*Excerpts from point annotation data*:
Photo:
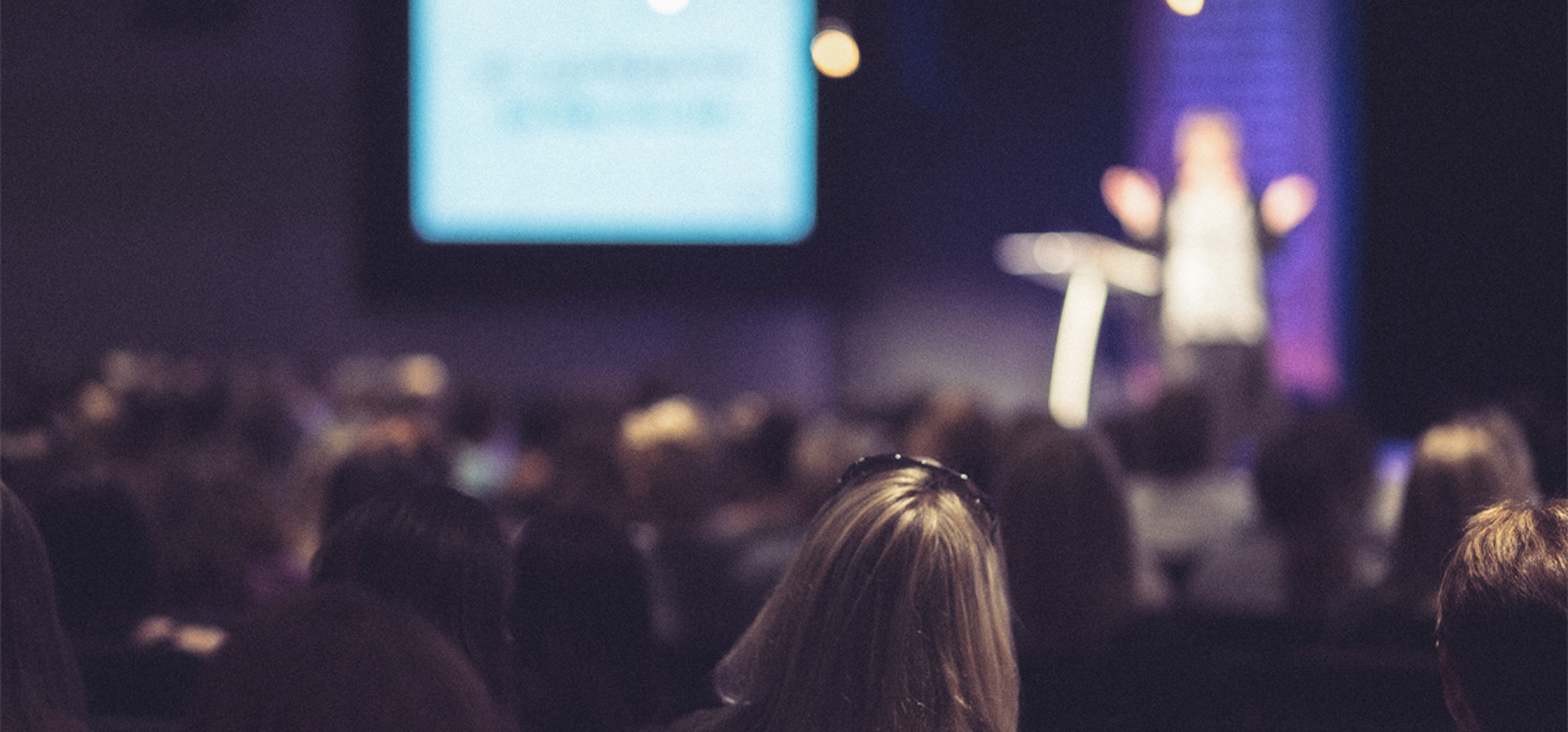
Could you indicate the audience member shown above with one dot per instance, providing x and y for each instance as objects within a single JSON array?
[
  {"x": 894, "y": 615},
  {"x": 134, "y": 662},
  {"x": 40, "y": 686},
  {"x": 1300, "y": 557},
  {"x": 1503, "y": 621},
  {"x": 1184, "y": 502},
  {"x": 584, "y": 644},
  {"x": 336, "y": 659},
  {"x": 1078, "y": 580},
  {"x": 1459, "y": 467},
  {"x": 438, "y": 554},
  {"x": 1073, "y": 568}
]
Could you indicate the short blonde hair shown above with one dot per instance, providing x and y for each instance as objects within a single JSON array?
[
  {"x": 1459, "y": 467},
  {"x": 1503, "y": 616},
  {"x": 892, "y": 615}
]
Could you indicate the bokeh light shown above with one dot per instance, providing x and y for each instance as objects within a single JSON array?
[{"x": 835, "y": 50}]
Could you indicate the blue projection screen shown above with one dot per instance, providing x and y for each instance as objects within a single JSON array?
[{"x": 612, "y": 121}]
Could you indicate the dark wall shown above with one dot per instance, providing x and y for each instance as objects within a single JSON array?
[
  {"x": 1463, "y": 242},
  {"x": 184, "y": 179}
]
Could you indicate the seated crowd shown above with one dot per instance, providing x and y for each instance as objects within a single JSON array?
[{"x": 244, "y": 548}]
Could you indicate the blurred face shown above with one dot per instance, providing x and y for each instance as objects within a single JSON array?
[{"x": 1209, "y": 154}]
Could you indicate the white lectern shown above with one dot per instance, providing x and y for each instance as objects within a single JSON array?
[{"x": 1086, "y": 267}]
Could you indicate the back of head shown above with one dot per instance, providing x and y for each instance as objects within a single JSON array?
[
  {"x": 581, "y": 626},
  {"x": 1313, "y": 482},
  {"x": 892, "y": 615},
  {"x": 335, "y": 659},
  {"x": 38, "y": 674},
  {"x": 382, "y": 471},
  {"x": 1503, "y": 623},
  {"x": 435, "y": 552},
  {"x": 104, "y": 558},
  {"x": 1459, "y": 469},
  {"x": 1070, "y": 550},
  {"x": 1178, "y": 433}
]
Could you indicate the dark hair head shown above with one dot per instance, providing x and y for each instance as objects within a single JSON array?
[
  {"x": 1503, "y": 618},
  {"x": 1068, "y": 541},
  {"x": 581, "y": 626},
  {"x": 1316, "y": 474},
  {"x": 38, "y": 674},
  {"x": 435, "y": 552},
  {"x": 103, "y": 556},
  {"x": 1178, "y": 433},
  {"x": 336, "y": 659},
  {"x": 380, "y": 473}
]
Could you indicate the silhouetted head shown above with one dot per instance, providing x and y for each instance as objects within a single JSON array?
[
  {"x": 1459, "y": 467},
  {"x": 38, "y": 674},
  {"x": 435, "y": 552},
  {"x": 581, "y": 626},
  {"x": 336, "y": 659},
  {"x": 1068, "y": 541}
]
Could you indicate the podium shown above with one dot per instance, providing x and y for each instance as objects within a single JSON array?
[{"x": 1086, "y": 267}]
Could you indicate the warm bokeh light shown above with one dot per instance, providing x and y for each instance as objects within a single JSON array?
[
  {"x": 835, "y": 52},
  {"x": 668, "y": 7}
]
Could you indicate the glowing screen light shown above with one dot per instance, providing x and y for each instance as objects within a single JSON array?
[
  {"x": 602, "y": 121},
  {"x": 835, "y": 52}
]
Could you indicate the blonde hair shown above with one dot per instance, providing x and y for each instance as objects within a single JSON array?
[
  {"x": 892, "y": 616},
  {"x": 1459, "y": 469},
  {"x": 1503, "y": 618}
]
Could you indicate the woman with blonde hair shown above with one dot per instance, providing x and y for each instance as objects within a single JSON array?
[{"x": 892, "y": 616}]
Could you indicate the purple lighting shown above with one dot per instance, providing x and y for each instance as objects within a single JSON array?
[{"x": 1269, "y": 63}]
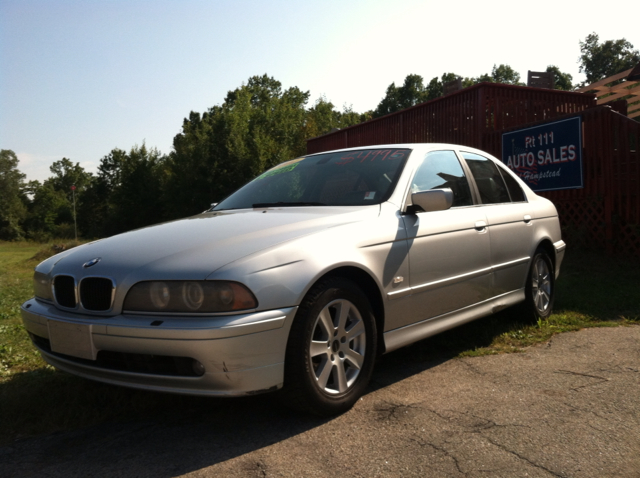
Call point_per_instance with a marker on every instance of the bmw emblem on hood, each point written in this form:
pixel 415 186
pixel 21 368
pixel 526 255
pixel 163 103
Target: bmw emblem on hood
pixel 92 262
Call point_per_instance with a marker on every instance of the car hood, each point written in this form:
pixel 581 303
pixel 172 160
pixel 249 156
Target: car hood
pixel 194 247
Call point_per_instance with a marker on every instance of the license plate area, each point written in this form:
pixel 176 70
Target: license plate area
pixel 71 339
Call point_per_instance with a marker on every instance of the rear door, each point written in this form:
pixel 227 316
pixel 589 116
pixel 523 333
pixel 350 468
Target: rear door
pixel 509 218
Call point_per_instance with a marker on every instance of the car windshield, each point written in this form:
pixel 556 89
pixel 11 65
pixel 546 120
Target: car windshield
pixel 345 178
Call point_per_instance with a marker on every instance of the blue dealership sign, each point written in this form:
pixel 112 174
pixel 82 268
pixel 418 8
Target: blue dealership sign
pixel 546 157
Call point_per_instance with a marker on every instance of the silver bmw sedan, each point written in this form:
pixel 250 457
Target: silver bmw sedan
pixel 298 280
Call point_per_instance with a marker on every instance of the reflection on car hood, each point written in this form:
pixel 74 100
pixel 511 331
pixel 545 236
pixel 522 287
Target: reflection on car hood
pixel 194 247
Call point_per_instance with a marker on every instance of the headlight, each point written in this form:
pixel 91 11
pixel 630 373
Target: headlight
pixel 189 296
pixel 42 286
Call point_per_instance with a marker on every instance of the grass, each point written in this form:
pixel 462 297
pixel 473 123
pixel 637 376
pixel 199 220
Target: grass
pixel 35 399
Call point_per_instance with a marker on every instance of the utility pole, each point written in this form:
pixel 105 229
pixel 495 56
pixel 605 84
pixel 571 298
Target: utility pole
pixel 75 224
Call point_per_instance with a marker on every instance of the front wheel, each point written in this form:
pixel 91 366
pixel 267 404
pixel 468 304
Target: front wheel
pixel 540 286
pixel 331 349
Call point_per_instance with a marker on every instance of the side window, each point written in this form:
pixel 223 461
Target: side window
pixel 515 191
pixel 441 169
pixel 488 179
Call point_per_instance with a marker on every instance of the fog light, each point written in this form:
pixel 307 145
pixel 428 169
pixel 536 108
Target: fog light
pixel 198 368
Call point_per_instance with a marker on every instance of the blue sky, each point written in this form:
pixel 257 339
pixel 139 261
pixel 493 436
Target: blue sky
pixel 80 78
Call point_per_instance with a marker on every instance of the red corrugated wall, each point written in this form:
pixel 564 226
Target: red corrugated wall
pixel 604 214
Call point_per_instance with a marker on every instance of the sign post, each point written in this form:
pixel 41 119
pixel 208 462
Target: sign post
pixel 546 157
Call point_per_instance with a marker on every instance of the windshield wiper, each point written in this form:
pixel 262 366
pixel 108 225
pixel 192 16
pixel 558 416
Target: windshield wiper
pixel 286 204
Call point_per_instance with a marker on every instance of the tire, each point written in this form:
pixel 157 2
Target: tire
pixel 331 349
pixel 540 288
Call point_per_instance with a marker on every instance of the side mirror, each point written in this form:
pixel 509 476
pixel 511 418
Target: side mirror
pixel 433 200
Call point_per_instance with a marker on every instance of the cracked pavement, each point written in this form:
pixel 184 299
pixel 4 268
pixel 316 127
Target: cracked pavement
pixel 567 408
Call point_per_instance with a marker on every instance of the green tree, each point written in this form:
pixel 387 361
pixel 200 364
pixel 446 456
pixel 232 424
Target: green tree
pixel 562 81
pixel 258 126
pixel 50 213
pixel 12 197
pixel 412 92
pixel 501 74
pixel 601 60
pixel 66 174
pixel 126 194
pixel 322 118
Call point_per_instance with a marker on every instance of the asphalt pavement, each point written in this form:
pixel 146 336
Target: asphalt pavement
pixel 567 408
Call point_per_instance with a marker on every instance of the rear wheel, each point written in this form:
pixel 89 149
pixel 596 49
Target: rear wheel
pixel 331 349
pixel 540 286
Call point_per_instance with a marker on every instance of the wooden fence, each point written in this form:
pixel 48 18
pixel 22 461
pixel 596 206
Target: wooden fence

*Required work*: Copy the records verbatim, starting with the line containing "of the wooden" and going on through the last line of the records.

*Complete output*:
Call point_per_instance with a marker on every instance of the wooden fence, each point written in this form:
pixel 48 18
pixel 22 461
pixel 596 206
Target: wooden fence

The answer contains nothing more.